REQUIREMENTS:
Extract every line of the data below word for word, and leave the pictures out of your answer.

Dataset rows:
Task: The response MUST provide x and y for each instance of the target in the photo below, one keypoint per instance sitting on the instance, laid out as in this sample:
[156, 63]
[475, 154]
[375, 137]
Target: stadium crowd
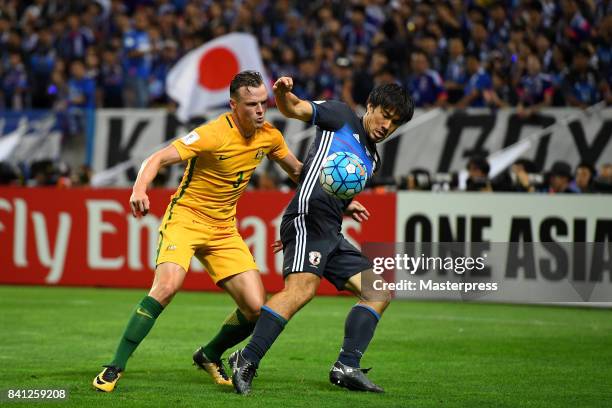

OUTPUT FOR THIS EXERCISE:
Task: The response MUST provide x and y for each instance of the target in the photo below, one keypoint per instance sitting on the instance, laid out as in this sample:
[156, 63]
[475, 154]
[375, 137]
Target: stadium crowd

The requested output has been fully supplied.